[Items drawn from a data source]
────────────────

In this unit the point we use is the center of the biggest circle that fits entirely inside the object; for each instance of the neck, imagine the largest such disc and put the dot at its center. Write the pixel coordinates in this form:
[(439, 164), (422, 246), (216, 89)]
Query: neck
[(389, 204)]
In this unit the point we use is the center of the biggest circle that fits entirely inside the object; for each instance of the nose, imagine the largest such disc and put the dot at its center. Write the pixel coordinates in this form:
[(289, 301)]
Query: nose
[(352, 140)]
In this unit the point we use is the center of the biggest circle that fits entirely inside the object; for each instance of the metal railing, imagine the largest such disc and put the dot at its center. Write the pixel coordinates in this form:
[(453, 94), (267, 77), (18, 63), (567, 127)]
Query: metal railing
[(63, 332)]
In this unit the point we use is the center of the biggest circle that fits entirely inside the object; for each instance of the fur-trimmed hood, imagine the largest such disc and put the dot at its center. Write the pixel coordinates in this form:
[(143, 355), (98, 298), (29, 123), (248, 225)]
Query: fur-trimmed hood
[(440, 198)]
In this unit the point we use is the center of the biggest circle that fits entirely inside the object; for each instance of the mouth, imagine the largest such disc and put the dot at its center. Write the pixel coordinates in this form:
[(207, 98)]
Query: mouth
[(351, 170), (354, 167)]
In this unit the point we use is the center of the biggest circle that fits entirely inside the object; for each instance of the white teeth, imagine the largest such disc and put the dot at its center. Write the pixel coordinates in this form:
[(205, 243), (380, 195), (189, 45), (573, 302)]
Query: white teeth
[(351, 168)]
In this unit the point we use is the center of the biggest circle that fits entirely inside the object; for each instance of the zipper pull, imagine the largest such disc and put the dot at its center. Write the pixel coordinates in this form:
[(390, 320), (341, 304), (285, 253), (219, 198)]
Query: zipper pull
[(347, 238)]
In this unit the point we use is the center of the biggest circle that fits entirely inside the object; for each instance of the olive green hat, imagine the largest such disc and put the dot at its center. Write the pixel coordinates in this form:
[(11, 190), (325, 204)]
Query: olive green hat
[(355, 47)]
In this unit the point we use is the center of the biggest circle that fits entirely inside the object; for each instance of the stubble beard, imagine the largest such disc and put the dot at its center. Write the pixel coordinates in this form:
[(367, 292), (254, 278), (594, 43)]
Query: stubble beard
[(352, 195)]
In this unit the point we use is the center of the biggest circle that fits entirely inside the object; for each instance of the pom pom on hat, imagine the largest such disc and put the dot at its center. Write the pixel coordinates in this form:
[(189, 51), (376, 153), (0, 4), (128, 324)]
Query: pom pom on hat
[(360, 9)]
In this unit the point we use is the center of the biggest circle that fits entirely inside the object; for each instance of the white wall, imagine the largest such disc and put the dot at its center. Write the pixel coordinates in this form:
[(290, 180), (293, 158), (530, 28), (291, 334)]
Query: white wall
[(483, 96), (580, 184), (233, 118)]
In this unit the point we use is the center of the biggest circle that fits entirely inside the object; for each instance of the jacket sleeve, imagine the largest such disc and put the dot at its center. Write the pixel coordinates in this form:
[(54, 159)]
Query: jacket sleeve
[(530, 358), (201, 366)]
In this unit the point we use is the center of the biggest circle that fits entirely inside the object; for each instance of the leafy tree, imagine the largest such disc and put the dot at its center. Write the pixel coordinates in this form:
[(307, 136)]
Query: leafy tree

────────────────

■ **DIRECTIONS FOR THIS TASK**:
Copy out the entire listing above word for word, from its first line through its last.

■ **COMPLETED EXERCISE**:
In this unit the point we use is the center of the biggest circle that fits entirely inside the object; for each instance of the neck, imagine the largest such disc and put the dot at its center. Write the pixel coordinates in this form:
[(439, 164), (422, 246), (216, 89)]
Query: neck
[(389, 204)]
In this unit the point we use is the center of the biggest circle that fits entirely inside the object; for each instance of the nose, imagine the largest such disc and put the dot at its center. Write the pixel coordinates in this form:
[(289, 301)]
Query: nose
[(352, 140)]
In this unit the point we use is the center of the biggest circle that fits entirely inside the object; for each instance of the metal railing, imagine the largest such disc and put the dot at its center. Write the pixel coordinates in this form:
[(453, 94), (267, 77), (18, 63), (567, 127)]
Query: metal railing
[(63, 332)]
In this unit the point we use is the center of the biggest circle that fits entirely inside the object; for each instance of the fur-trimmed hood, imagine the largest such disc and put the dot at its center. Write the pixel coordinates in this form:
[(143, 355), (98, 298), (29, 123), (248, 225)]
Query: fur-trimmed hood
[(440, 198)]
In this unit the point we use is the center of the biggest circle that fits entirely inside the object; for each instance of the mouth, imagine the largest such disc and put the dot at its center. Write the pixel coordinates in this form:
[(207, 98)]
Query: mouth
[(351, 170), (354, 167)]
In this unit the point we use is the center of the biggest circle that fits entirely inside the object; for each instance of the white teeth, imagine the largest such disc and put the dot at its center. Write the pixel coordinates in this form:
[(205, 243), (380, 195), (189, 45), (573, 302)]
Query: white teeth
[(351, 168)]
In this unit the point we use is the center of the biggest circle that fits entirely inside the object; for each instance of the zipper pull, imagine the largest such disc and put the dot at its center. Write the pixel coordinates in this form:
[(390, 320), (341, 304), (285, 253), (219, 198)]
Query: zipper pull
[(347, 238)]
In this unit the point we use is the center of the biggest circle that fits entirely inside the object; for each instance of the olive green hat, imagine the largest such disc and put the dot at its center. Write the pixel coordinates in this form:
[(11, 190), (325, 204)]
Query: olive green hat
[(355, 47)]
In this unit the point we use is the center of the biggest circle that fits entirely inside the object; for each instance of the stubble beard, imagine the largest such disc and put the dot at its center. Write the pixel coordinates in this form:
[(367, 292), (254, 278), (594, 43)]
Query: stubble beard
[(352, 195)]
In this unit the point we use is the center of the biggest circle that fits entirely inside the object; for each instance of the pom pom on hat, imagine the largest such disc and put the dot at its center. Write the pixel coordinates in this form:
[(189, 51), (376, 153), (0, 4), (128, 324)]
Query: pom pom on hat
[(360, 9)]
In this unit the point we use is the center of the biggest circle that fits entirely inside the object; for each instance of the white wall, imagine the largest such disc and put the dot at its center. Write the pixel coordinates in this form:
[(290, 180), (293, 158), (530, 28), (291, 334)]
Query: white wall
[(483, 96), (580, 184), (233, 118)]
In this unit the point we use is the center of the biggest circle that fits entirely inside the object; for each instance of the jacket sleeve, imagine the largest such disc and put the dot at its center. Write the pixel coordinates in this form:
[(54, 159)]
Query: jacket sleeve
[(530, 358), (201, 366)]
In this unit the point we use is the center of the biggest circle that fits entirely inside the object; for each instance of the leafy tree, imagine the largest such disc and put the dot at its center. Write the pixel coordinates in this form:
[(307, 136)]
Query: leafy tree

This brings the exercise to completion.